> Goal
Return everything in the entries below from the line containing "Target: white water rapids" down to the final line of the entries, both ends included, reproduced verbatim.

> Data in this exercise
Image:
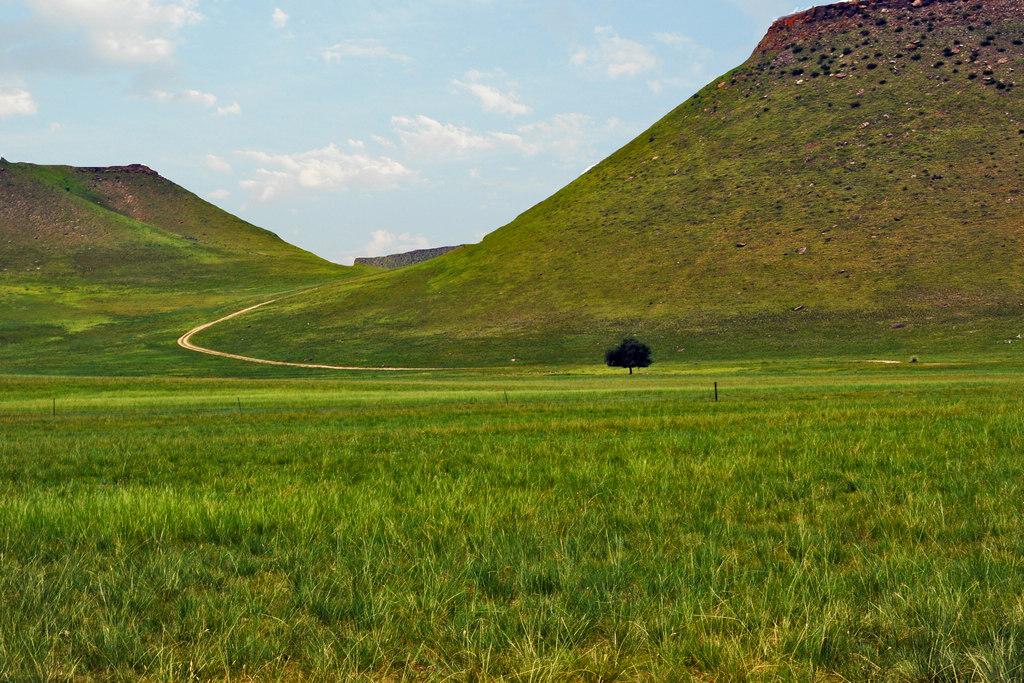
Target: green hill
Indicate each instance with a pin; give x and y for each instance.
(102, 266)
(853, 188)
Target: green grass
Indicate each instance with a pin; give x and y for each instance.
(101, 270)
(902, 210)
(822, 521)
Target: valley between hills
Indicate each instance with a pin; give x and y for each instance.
(224, 458)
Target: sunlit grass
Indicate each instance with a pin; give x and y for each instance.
(857, 524)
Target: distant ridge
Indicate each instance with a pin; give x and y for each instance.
(855, 188)
(409, 258)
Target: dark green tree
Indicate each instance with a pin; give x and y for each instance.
(630, 353)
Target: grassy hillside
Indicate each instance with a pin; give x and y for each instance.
(103, 268)
(853, 188)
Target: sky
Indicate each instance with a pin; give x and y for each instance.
(358, 127)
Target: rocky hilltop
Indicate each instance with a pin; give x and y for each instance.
(393, 261)
(855, 187)
(820, 22)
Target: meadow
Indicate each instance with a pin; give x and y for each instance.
(821, 521)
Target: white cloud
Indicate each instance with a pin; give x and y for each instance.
(280, 18)
(187, 97)
(218, 164)
(328, 169)
(15, 101)
(614, 55)
(360, 49)
(492, 98)
(676, 40)
(123, 31)
(383, 243)
(566, 135)
(233, 108)
(766, 11)
(425, 136)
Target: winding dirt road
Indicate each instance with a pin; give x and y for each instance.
(184, 341)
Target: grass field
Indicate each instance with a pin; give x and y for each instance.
(822, 521)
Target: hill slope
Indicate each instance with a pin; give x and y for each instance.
(854, 187)
(98, 262)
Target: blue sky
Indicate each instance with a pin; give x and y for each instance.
(355, 127)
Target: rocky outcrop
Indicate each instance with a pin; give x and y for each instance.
(409, 258)
(845, 15)
(131, 168)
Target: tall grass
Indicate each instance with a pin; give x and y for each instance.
(855, 525)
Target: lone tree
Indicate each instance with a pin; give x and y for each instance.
(630, 353)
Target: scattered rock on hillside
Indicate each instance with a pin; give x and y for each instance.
(409, 258)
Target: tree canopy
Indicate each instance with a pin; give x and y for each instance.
(630, 353)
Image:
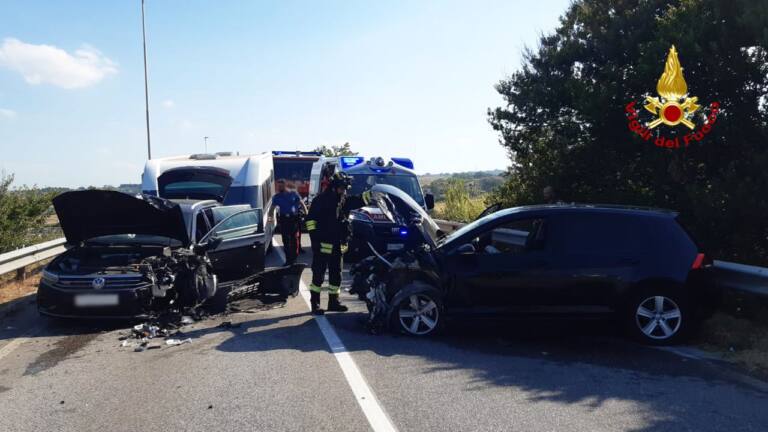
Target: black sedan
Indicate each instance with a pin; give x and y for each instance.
(130, 256)
(636, 264)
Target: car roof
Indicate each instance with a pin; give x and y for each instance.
(189, 206)
(561, 208)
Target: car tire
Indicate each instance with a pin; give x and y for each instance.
(419, 314)
(659, 316)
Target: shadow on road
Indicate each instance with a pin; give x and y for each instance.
(566, 362)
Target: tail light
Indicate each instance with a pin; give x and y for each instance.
(701, 261)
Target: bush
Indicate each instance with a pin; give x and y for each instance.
(458, 206)
(23, 212)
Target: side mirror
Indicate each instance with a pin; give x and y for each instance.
(466, 249)
(210, 244)
(429, 199)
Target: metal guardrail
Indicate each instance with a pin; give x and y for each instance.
(727, 275)
(21, 258)
(741, 277)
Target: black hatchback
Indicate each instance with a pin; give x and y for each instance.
(636, 263)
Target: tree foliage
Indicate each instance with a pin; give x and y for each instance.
(333, 151)
(564, 123)
(22, 214)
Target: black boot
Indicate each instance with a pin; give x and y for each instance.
(314, 301)
(335, 305)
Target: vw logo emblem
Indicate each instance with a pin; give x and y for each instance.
(98, 283)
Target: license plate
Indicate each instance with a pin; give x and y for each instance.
(91, 300)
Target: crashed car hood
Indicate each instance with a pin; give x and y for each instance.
(92, 213)
(402, 200)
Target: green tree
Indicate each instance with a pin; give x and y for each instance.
(564, 123)
(333, 151)
(22, 214)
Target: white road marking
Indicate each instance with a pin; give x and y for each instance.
(372, 409)
(15, 343)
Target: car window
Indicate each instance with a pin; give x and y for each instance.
(238, 225)
(514, 237)
(201, 226)
(218, 214)
(604, 233)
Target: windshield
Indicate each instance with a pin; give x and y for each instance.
(406, 183)
(133, 240)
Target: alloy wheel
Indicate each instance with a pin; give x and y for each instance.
(418, 314)
(658, 317)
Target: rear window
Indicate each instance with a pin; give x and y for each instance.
(604, 233)
(293, 169)
(193, 190)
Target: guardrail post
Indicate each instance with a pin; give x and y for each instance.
(21, 274)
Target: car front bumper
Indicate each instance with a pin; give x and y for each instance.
(64, 303)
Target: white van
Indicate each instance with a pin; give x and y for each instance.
(397, 172)
(225, 177)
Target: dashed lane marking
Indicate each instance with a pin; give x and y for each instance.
(372, 409)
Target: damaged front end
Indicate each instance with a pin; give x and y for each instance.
(398, 275)
(179, 279)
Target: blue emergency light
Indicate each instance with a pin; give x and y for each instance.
(404, 162)
(350, 161)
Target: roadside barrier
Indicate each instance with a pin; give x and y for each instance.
(19, 259)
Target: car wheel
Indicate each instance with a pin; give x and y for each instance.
(418, 314)
(659, 317)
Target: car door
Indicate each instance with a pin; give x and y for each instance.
(506, 269)
(240, 249)
(597, 254)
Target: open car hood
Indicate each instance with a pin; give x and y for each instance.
(404, 208)
(92, 213)
(193, 182)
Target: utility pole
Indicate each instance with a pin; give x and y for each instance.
(146, 86)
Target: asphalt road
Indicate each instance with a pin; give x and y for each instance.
(274, 370)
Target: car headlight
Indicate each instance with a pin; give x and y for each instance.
(50, 277)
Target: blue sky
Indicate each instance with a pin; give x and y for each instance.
(409, 79)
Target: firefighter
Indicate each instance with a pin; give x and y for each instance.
(328, 230)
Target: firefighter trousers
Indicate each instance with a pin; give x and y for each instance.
(326, 256)
(289, 231)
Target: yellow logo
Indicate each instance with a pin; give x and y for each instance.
(673, 106)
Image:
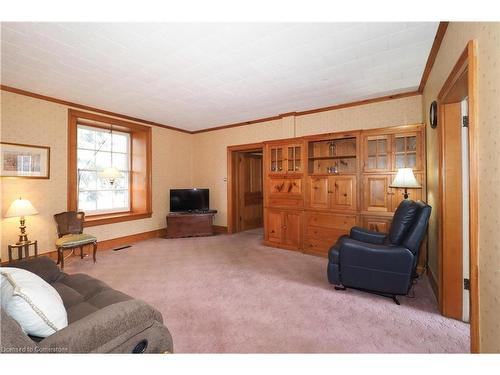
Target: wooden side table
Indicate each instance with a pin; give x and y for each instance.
(20, 247)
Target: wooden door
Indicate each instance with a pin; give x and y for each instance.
(294, 162)
(250, 191)
(407, 151)
(276, 159)
(451, 231)
(292, 229)
(414, 194)
(376, 193)
(343, 192)
(377, 150)
(318, 192)
(274, 224)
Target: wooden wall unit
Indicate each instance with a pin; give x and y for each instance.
(317, 187)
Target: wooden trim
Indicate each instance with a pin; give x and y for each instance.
(99, 121)
(473, 198)
(231, 179)
(246, 147)
(243, 123)
(466, 62)
(360, 102)
(35, 146)
(457, 71)
(114, 242)
(140, 180)
(219, 229)
(308, 112)
(432, 281)
(87, 108)
(438, 39)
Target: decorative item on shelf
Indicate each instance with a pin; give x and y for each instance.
(433, 114)
(111, 173)
(332, 148)
(405, 179)
(333, 169)
(21, 208)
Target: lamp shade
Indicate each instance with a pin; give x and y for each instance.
(21, 207)
(405, 179)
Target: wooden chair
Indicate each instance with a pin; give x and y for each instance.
(71, 236)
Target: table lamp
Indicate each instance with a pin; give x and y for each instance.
(21, 207)
(405, 179)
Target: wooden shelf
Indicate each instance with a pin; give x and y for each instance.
(331, 157)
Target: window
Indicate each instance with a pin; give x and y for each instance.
(98, 149)
(90, 151)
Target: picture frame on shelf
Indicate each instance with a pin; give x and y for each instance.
(25, 161)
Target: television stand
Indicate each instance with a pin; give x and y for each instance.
(190, 224)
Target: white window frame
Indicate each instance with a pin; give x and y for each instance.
(128, 172)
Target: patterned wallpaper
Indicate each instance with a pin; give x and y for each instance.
(488, 75)
(33, 121)
(209, 160)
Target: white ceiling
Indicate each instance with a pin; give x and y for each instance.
(201, 75)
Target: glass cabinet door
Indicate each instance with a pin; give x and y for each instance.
(294, 162)
(405, 151)
(377, 153)
(276, 159)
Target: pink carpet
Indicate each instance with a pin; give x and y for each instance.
(229, 294)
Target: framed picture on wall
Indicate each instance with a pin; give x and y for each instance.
(27, 161)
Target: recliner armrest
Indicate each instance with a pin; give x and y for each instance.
(108, 328)
(365, 235)
(388, 258)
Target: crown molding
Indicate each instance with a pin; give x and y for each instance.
(88, 108)
(438, 39)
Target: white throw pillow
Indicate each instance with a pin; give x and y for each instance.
(32, 302)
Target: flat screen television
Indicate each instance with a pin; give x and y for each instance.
(187, 200)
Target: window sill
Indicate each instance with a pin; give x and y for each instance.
(91, 221)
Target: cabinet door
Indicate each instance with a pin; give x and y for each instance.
(377, 153)
(274, 224)
(377, 224)
(377, 194)
(414, 194)
(318, 192)
(294, 159)
(276, 159)
(343, 192)
(292, 230)
(407, 150)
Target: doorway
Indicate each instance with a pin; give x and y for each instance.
(458, 200)
(245, 188)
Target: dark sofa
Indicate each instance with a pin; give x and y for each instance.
(100, 319)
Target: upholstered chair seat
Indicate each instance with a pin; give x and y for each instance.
(71, 236)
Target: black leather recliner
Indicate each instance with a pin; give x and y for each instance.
(381, 263)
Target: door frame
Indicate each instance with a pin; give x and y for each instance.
(466, 64)
(232, 179)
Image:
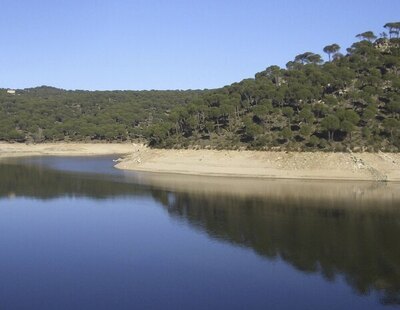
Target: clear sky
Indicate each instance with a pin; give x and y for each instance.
(170, 44)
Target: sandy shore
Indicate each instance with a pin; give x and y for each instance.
(274, 165)
(64, 149)
(292, 165)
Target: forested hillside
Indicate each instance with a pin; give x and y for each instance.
(50, 114)
(350, 101)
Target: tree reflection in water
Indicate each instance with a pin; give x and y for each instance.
(334, 231)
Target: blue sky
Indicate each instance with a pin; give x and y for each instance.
(171, 44)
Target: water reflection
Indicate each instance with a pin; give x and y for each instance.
(331, 228)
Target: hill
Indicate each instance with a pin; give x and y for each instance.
(351, 101)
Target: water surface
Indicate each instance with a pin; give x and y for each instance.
(77, 234)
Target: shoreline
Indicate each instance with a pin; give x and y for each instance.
(235, 164)
(266, 165)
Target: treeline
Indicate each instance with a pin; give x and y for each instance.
(351, 101)
(49, 114)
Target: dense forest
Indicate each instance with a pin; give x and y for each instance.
(350, 101)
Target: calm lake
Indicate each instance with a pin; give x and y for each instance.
(75, 233)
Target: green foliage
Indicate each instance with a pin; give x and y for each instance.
(350, 101)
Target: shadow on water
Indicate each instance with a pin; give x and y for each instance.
(332, 228)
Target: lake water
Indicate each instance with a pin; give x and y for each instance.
(75, 233)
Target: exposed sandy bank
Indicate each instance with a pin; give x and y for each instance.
(63, 149)
(293, 165)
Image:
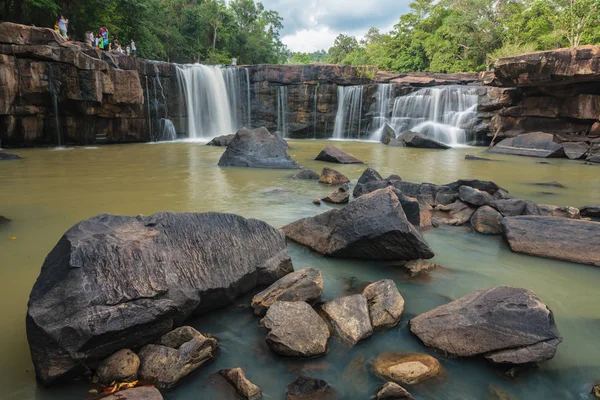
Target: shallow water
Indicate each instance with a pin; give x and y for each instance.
(48, 191)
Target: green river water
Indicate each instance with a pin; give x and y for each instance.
(49, 190)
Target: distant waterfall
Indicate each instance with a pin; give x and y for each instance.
(348, 118)
(213, 99)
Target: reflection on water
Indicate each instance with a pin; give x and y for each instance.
(48, 191)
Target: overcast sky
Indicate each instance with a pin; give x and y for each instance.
(311, 25)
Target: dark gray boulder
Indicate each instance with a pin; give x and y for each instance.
(116, 282)
(373, 227)
(549, 237)
(221, 141)
(296, 330)
(334, 155)
(507, 325)
(536, 144)
(257, 149)
(303, 285)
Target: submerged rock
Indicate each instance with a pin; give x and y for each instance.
(304, 285)
(305, 388)
(296, 330)
(406, 368)
(333, 177)
(373, 227)
(487, 221)
(386, 305)
(169, 362)
(558, 238)
(122, 366)
(507, 325)
(131, 279)
(350, 318)
(243, 387)
(335, 155)
(257, 149)
(223, 140)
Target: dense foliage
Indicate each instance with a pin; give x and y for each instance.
(176, 30)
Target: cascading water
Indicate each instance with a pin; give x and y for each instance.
(348, 119)
(212, 98)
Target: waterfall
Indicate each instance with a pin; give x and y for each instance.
(348, 118)
(282, 111)
(212, 98)
(444, 113)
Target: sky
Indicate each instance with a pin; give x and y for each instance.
(311, 25)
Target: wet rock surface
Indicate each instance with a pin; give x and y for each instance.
(296, 330)
(507, 325)
(557, 238)
(124, 291)
(373, 227)
(257, 149)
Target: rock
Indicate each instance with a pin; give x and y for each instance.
(514, 207)
(136, 393)
(373, 227)
(335, 155)
(487, 221)
(304, 285)
(537, 144)
(474, 196)
(333, 177)
(306, 174)
(349, 316)
(419, 267)
(243, 387)
(257, 149)
(305, 388)
(406, 368)
(590, 211)
(387, 134)
(549, 210)
(8, 156)
(575, 151)
(131, 279)
(558, 238)
(413, 139)
(386, 305)
(393, 391)
(338, 196)
(221, 141)
(296, 330)
(165, 366)
(491, 322)
(120, 367)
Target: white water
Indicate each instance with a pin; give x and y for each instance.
(212, 96)
(348, 118)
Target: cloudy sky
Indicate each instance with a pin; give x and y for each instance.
(311, 25)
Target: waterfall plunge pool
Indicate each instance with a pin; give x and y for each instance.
(48, 191)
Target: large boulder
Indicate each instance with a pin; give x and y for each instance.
(180, 353)
(386, 305)
(558, 238)
(303, 285)
(507, 325)
(335, 155)
(536, 144)
(116, 282)
(257, 149)
(296, 330)
(349, 316)
(373, 227)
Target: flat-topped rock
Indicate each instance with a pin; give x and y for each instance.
(334, 155)
(558, 238)
(507, 325)
(257, 149)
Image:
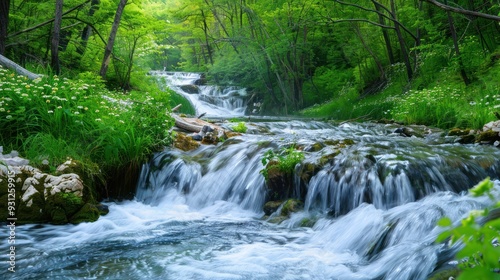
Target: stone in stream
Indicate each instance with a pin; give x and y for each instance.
(36, 196)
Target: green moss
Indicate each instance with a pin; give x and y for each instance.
(68, 202)
(458, 132)
(88, 213)
(58, 216)
(292, 206)
(488, 136)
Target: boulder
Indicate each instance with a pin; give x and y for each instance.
(493, 126)
(191, 89)
(42, 197)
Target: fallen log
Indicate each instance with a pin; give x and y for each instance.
(9, 64)
(189, 124)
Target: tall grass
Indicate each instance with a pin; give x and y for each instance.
(52, 118)
(437, 98)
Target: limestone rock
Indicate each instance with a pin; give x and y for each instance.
(41, 197)
(494, 126)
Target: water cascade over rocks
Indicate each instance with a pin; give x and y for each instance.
(211, 100)
(371, 199)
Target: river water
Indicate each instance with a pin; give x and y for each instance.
(370, 212)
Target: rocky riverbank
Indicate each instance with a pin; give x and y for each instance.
(30, 195)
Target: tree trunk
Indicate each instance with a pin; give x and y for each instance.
(404, 52)
(456, 47)
(111, 40)
(87, 30)
(9, 64)
(4, 23)
(385, 34)
(56, 32)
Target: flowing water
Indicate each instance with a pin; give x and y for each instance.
(370, 212)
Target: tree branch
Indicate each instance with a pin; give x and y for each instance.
(392, 18)
(46, 22)
(462, 11)
(9, 64)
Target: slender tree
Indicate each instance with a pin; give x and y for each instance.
(56, 31)
(111, 39)
(4, 23)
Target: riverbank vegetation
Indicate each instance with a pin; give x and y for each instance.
(50, 119)
(414, 62)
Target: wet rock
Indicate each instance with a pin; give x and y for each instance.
(191, 89)
(493, 126)
(87, 213)
(292, 206)
(42, 197)
(271, 207)
(488, 137)
(279, 183)
(460, 132)
(185, 143)
(467, 139)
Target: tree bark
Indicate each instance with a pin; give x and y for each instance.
(385, 34)
(462, 11)
(56, 32)
(9, 64)
(457, 48)
(111, 40)
(87, 30)
(402, 43)
(4, 23)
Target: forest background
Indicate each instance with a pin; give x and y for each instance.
(413, 62)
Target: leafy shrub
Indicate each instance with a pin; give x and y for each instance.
(240, 127)
(54, 118)
(286, 160)
(480, 254)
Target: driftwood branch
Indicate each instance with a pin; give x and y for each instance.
(462, 11)
(9, 64)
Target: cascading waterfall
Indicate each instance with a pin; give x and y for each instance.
(371, 210)
(211, 100)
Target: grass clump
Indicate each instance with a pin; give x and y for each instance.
(285, 160)
(240, 127)
(51, 118)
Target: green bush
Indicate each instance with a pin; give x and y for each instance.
(286, 160)
(53, 118)
(480, 255)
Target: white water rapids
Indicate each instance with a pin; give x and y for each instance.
(199, 214)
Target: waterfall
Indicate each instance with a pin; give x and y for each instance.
(372, 200)
(211, 100)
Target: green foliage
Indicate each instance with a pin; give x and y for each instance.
(53, 118)
(285, 160)
(240, 127)
(480, 255)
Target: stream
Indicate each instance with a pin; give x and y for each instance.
(370, 212)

> Solved problem
Target: white water rapids
Indicate each instance with a pin; give x and y for each instance.
(199, 214)
Target: waterfall
Indicate each instance with a pin; give x and y for each instance.
(372, 200)
(211, 100)
Target: green foliage
Indicate each instance with a pin; give x and y for each instance.
(53, 118)
(285, 160)
(240, 127)
(480, 255)
Target: stream
Indicate each instance with a pin; give x and y for each instance.
(370, 212)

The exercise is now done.